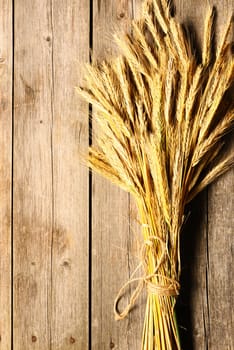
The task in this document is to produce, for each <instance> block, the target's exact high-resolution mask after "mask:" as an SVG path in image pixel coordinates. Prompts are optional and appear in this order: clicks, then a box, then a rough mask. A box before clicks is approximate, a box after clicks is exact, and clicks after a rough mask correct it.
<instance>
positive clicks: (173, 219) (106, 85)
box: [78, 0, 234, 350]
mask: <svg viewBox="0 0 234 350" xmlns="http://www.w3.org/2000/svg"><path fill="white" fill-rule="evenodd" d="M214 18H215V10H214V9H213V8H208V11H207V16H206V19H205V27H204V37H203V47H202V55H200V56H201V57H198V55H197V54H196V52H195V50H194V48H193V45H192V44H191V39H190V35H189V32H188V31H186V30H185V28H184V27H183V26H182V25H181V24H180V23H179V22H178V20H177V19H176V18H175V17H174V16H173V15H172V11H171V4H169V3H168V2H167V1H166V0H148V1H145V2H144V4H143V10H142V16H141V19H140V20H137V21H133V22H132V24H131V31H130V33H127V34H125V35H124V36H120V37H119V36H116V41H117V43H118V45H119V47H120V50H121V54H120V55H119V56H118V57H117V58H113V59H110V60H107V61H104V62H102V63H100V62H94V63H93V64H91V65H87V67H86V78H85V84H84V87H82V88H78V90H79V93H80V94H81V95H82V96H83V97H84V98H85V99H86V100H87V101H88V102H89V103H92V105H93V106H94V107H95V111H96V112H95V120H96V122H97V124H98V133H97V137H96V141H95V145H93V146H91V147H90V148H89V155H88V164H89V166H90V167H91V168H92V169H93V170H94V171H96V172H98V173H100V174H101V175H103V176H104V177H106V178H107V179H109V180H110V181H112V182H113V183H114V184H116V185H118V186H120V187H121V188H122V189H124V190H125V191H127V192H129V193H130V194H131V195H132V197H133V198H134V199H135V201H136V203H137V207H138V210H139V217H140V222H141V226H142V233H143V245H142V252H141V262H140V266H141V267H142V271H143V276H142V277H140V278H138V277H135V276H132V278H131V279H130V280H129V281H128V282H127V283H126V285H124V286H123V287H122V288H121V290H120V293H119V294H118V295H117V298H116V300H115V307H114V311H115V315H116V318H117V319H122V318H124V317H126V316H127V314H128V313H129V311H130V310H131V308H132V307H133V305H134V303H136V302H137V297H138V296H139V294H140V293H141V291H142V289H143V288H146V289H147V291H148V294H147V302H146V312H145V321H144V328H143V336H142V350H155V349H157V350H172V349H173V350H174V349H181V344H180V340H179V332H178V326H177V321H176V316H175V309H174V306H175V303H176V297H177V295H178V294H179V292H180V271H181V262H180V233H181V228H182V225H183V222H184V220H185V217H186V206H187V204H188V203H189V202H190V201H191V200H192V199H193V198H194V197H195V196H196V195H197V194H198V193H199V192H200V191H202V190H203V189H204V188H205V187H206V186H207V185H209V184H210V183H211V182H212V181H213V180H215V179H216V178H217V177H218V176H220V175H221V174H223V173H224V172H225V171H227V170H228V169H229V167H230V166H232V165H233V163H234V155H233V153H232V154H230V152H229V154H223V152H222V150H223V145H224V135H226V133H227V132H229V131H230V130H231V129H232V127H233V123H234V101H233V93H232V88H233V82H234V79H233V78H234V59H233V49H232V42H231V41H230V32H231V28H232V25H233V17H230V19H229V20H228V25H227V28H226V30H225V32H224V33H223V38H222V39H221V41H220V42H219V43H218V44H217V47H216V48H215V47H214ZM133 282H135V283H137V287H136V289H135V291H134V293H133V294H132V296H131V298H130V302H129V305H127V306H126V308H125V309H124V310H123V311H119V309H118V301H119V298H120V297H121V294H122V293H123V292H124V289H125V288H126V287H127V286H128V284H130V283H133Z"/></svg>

Work item – Search the entries for the word "instance", then gather every line that has it.

Your solution –
The task in this document is to produce, for each <instance> block, the target's exact high-resolution mask after "mask:" as an SVG path in image pixel coordinates. Prompts are optional and appear in this order: clicks, then a box, then a rough mask. A box before clicks is approximate, a box after clicks is exact, and clicks after a rough mask correct it.
<instance>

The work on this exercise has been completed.